> TEXT UNDER STUDY

=== Section Start ===

HC raps Govt for protecting Colfax

| 27 June 2000 17:44 IST

The high court has rapped the Goa government for trying to seek a compromise in an unlawful manner in the case of waiving of excise duty of over Rs 29 crore by Colfax Laboratories, the manufacturers of Old Spice and Blue Stratos after shave lotions.

While passing an interim order in this regard, the Panaji bench of Bombay high court has also ordered the Colfax Laboratories to deposit in the court Rs 14 crore, divided equally into cash and a bank guarantee within eight weeks.

The 15-year long controversy is still not fully resolved where the Colfax had managed to get their after shave lotion classified as medicine and not cosmetics. It made a big difference. The Colfax was paying only Rs 10 per bulk litre on it as medicinal preparations while toilet preparations are charged 100 per cent advalorem duty.

The scandalous reclassification was made during Pratapsing Rane's Congress regime in March 1985 but came to light in 1991 after the Rane government was toppled. The excise commissioner's order to pay the arrears was then challenged by the company in the high court, who redirected the matter to the excise commissioner to take final decision.

The excise commissioner in 1998 decided that both the products were licensed as cosmetics and thus cannot be considered as medicine simply because it contains some medicinal components. The company was accordingly asked to pay Rs 18.5 crore towards the arrears till '91. But this order was also challenged in the high court.

The high court in its interim order over it has strongly objected to the state government's interference into the matter stating that the Medicinal and Toilet Preparations (Excise Duties) Act is a central legislation on which the state government has no powers to decide upon.

=== Section End ===

> PROMPT 1
Update the news report on the Colfax excise duty case by copying it from the words "The 15-year long" through the words "take final decision.", with "reclassification" replaced by "recategorization".
> PROMPT 2
Write what comes next in the news report on the Colfax excise duty case, picking up after its final sentence.

[Items drawn from a dataset]
=== Section Start ===

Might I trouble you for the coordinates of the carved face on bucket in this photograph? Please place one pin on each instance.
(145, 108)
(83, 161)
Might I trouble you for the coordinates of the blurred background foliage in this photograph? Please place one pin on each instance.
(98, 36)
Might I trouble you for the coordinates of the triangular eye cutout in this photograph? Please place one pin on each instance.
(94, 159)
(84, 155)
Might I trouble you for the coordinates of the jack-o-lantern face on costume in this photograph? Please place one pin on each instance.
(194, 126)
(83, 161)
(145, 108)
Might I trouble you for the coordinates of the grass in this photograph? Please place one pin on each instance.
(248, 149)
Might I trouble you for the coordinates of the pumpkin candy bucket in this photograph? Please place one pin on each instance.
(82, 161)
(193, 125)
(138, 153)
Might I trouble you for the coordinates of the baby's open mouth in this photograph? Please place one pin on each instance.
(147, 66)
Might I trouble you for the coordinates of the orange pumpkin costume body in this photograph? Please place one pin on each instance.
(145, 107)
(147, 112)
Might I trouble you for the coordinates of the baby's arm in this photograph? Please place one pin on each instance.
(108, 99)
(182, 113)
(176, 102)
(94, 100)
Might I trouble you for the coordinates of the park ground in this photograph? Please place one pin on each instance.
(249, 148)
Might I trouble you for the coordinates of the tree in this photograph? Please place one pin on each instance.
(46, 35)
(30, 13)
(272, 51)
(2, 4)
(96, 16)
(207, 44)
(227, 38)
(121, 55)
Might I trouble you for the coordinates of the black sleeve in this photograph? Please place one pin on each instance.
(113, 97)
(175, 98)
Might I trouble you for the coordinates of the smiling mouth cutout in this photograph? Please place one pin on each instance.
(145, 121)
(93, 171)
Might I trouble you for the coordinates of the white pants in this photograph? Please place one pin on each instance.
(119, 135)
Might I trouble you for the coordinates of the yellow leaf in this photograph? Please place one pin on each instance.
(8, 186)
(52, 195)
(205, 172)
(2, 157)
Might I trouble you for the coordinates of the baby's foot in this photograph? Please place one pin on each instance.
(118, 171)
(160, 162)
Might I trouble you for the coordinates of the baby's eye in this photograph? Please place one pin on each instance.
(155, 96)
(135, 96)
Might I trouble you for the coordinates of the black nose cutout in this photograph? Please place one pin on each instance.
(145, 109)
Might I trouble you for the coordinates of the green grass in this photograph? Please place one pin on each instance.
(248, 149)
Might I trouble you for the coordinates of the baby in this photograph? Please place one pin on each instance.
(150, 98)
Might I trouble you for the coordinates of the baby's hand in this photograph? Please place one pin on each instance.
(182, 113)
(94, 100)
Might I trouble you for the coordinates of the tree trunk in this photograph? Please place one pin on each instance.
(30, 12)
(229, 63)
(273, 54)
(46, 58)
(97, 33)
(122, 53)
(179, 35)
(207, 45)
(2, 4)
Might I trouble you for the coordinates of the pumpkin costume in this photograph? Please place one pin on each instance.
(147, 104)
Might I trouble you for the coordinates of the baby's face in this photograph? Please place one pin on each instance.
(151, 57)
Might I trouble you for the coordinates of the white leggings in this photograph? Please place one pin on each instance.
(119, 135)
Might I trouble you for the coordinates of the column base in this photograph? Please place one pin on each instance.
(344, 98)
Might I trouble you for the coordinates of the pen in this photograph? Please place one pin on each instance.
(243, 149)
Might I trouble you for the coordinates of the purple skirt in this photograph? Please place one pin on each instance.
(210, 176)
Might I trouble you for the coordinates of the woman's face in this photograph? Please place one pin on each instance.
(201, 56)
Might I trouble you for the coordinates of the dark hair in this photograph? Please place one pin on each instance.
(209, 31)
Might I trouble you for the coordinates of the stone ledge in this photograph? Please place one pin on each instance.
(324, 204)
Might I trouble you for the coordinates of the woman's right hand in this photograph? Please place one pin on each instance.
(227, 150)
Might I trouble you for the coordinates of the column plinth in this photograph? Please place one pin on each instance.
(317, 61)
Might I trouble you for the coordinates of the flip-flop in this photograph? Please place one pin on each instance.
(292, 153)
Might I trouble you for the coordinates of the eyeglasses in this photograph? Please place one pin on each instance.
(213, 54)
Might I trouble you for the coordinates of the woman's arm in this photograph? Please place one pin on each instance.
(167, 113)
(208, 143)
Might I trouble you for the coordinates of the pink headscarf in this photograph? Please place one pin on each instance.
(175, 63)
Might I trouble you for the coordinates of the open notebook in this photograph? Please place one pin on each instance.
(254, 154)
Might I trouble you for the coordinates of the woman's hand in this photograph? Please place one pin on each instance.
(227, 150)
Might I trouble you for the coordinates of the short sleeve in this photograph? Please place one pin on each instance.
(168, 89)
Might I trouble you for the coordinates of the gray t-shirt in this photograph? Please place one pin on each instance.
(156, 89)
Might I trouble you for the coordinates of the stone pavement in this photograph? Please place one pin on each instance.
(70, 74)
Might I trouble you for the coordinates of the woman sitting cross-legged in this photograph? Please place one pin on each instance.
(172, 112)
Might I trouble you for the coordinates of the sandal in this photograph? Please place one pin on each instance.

=== Section End ===

> YOUR RESPONSE 1
The 15-year long controversy is still not fully resolved where the Colfax had managed to get their after shave lotion classified as medicine and not cosmetics. It made a big difference. The Colfax was paying only Rs 10 per bulk litre on it as medicinal preparations while toilet preparations are charged 100 per cent advalorem duty.

The scandalous recategorization was made during Pratapsing Rane's Congress regime in March 1985 but came to light in 1991 after the Rane government was toppled. The excise commissioner's order to pay the arrears was then challenged by the company in the high court, who redirected the matter to the excise commissioner to take final decision.

> YOUR RESPONSE 2
The high court has expressed surprise over the government decision to appoint a high powered committee comprising of majority of MLAs instead of experts, that too to work out a compromise. "The high court cannot give its consent to a compromise which is not permissible in law", states the interim order passed by Justice Ferdin Rebello and Justice V C Daga.

"To cover an illegality by attempting to get consent of this court in an unguarded moment only strengthens our impression that the action was not bonafide. It also cannot be said to be in public interest", stated the interim order.

Though the amount of duty waived was initially calculated at Rs 29 crore, the high court in its order comes down to Rs 14 crore calculated from 1991 onwards, when the reclassification was challenged, stating that the classification list prima facie is in dispute from '91.

It appears that the famous cosmetic firm may then get a benefit of evading the excise duty for the period of six years from 1985 onwards, when it had actually paid the excise duty for the medicine and not cosmetic, amounting to over Rs 15 crore.